● **Exercise details**
Reproduce, exactly and in full, only the lines below from the one containing "Question: What bounding box encloses the overcast" through the one containing "Question: What bounding box encloses the man's".

Saved data entries:

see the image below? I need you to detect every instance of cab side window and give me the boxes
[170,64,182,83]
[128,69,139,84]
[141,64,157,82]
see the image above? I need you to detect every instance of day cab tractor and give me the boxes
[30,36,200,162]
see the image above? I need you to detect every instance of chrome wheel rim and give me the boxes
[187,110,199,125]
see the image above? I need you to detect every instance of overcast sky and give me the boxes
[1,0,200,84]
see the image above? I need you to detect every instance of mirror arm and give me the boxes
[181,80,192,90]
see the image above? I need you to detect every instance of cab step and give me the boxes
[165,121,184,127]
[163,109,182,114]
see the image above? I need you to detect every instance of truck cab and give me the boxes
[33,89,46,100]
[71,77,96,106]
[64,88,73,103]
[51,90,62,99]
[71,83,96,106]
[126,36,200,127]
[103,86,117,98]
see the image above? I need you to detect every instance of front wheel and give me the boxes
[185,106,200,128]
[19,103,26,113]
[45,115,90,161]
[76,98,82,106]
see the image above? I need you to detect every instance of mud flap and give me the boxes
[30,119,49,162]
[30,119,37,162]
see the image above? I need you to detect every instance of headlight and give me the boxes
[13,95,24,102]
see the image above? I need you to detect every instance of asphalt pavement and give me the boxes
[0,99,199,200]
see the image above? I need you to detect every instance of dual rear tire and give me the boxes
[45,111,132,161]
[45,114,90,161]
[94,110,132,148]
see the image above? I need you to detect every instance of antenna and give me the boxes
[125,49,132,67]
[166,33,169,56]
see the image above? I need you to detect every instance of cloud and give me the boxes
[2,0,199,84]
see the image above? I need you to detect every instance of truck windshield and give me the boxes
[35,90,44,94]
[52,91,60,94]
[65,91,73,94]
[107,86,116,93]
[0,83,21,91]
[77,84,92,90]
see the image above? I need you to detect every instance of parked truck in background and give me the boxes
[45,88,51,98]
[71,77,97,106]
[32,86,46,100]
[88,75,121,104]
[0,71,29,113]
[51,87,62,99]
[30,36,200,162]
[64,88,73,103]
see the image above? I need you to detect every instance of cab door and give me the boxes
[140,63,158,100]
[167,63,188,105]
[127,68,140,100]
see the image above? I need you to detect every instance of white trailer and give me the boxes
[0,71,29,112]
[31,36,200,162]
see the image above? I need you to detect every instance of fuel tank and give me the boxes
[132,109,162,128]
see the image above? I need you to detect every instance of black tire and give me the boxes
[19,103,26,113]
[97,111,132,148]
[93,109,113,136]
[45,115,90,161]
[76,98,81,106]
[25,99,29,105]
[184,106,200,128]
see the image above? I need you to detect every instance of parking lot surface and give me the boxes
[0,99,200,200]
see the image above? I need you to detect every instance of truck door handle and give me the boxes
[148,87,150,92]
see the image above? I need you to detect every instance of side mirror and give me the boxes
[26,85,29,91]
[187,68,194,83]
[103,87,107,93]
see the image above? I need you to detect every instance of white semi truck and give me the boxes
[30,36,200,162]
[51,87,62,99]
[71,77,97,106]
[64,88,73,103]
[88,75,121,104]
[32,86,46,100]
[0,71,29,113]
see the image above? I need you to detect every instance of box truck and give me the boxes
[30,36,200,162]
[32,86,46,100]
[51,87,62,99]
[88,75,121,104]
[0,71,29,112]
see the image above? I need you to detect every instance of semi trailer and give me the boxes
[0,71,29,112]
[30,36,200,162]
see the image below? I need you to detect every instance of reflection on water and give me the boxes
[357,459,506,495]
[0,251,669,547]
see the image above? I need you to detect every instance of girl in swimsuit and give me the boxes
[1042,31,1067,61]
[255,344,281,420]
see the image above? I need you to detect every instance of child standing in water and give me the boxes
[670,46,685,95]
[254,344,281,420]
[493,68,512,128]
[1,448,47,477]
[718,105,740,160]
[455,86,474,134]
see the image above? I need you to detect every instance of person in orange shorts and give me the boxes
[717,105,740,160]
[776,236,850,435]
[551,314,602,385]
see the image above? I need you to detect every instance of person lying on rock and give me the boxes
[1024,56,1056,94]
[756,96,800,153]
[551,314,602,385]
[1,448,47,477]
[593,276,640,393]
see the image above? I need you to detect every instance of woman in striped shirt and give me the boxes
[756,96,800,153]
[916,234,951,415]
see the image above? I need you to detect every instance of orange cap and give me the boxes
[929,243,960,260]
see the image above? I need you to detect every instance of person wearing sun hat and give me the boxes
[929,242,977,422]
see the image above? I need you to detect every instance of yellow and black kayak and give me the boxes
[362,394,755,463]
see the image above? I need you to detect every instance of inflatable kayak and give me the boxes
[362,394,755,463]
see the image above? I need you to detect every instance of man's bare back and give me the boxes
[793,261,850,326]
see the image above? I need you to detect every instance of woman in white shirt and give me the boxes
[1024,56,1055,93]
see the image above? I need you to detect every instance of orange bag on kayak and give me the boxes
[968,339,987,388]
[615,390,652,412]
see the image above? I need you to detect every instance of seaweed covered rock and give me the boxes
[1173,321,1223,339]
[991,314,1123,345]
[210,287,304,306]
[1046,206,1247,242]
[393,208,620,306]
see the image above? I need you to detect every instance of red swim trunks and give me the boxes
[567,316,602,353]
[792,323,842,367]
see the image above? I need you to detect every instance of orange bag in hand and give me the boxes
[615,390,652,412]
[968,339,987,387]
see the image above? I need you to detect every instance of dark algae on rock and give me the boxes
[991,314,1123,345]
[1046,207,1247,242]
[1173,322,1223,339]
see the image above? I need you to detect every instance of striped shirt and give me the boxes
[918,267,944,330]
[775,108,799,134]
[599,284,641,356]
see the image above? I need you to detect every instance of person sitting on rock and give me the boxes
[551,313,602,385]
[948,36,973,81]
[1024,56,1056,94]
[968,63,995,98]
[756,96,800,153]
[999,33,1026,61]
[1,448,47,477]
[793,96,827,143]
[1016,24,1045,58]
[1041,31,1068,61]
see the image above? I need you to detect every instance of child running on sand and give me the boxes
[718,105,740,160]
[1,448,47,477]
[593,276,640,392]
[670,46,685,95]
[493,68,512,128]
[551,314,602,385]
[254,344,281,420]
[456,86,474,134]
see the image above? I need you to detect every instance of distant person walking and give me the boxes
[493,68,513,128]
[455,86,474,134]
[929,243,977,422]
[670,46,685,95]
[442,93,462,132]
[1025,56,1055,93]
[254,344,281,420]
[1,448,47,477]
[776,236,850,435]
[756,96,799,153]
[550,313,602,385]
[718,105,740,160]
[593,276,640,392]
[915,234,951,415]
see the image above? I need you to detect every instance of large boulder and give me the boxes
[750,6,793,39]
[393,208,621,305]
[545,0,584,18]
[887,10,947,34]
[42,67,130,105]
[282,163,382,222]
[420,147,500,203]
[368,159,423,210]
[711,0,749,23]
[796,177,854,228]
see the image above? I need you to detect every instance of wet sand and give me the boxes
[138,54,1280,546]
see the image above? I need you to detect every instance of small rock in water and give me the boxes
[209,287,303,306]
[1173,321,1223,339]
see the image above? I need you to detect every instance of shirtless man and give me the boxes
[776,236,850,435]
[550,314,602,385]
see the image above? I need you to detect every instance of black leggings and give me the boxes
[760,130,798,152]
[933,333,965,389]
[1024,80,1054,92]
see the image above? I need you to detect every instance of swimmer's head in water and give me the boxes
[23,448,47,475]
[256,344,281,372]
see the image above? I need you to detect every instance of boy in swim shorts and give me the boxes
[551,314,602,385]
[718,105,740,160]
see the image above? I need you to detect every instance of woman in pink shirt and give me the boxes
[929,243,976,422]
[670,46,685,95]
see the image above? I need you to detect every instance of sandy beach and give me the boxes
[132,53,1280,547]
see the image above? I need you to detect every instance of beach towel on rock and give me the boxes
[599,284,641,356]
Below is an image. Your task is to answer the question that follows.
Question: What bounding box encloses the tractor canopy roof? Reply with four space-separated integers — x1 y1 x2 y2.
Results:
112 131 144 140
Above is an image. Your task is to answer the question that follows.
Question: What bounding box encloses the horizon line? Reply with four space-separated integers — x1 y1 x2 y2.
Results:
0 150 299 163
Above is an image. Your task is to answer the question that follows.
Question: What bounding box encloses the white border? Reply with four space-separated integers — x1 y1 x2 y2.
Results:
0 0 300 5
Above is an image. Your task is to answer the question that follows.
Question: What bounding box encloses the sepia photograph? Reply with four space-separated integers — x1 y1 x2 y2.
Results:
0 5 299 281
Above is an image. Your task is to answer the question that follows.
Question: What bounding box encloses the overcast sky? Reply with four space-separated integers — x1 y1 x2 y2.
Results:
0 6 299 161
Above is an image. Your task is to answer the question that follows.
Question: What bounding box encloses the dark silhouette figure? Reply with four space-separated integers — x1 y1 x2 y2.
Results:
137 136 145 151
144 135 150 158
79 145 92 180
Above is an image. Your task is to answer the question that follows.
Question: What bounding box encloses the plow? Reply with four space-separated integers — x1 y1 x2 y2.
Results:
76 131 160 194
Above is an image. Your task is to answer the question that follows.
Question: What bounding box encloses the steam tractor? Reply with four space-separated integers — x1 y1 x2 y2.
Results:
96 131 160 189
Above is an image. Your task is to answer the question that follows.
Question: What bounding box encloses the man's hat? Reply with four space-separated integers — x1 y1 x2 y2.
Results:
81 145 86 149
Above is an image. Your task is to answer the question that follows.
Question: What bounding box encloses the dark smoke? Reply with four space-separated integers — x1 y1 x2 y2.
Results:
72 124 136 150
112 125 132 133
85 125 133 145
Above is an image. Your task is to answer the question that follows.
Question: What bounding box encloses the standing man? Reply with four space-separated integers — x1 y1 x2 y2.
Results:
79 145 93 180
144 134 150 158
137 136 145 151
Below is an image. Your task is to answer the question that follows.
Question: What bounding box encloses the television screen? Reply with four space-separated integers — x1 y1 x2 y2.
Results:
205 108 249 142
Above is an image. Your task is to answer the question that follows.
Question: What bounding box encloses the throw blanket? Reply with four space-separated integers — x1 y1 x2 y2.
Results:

● **Exercise solution**
Question: What bounding box encloses the overcast sky? Reply with four space-separated integers — x1 y1 x2 y2.
Results:
0 6 299 161
Above is an image. Your task is to answer the question that follows.
Question: What bounding box encloses the dark silhouette figure? Reply with four space-separated integers — x1 y1 x2 y2.
Results:
137 136 145 151
144 135 150 158
79 145 92 180
Above is an image. Your task is to answer the question that follows.
Question: What bounding box encloses the plow? Reply with four space-separated integers — x1 y1 x2 y2.
Results:
76 131 160 194
Above is an image. Your task is to answer the question that follows.
Question: What bounding box encloses the steam tractor? Reply with four space-separated integers — x1 y1 x2 y2.
Results:
96 131 160 189
Above is an image. Your task is to answer the question that follows.
Question: What bounding box encloses the man's hat? Reply with four space-separated integers — x1 y1 x2 y2.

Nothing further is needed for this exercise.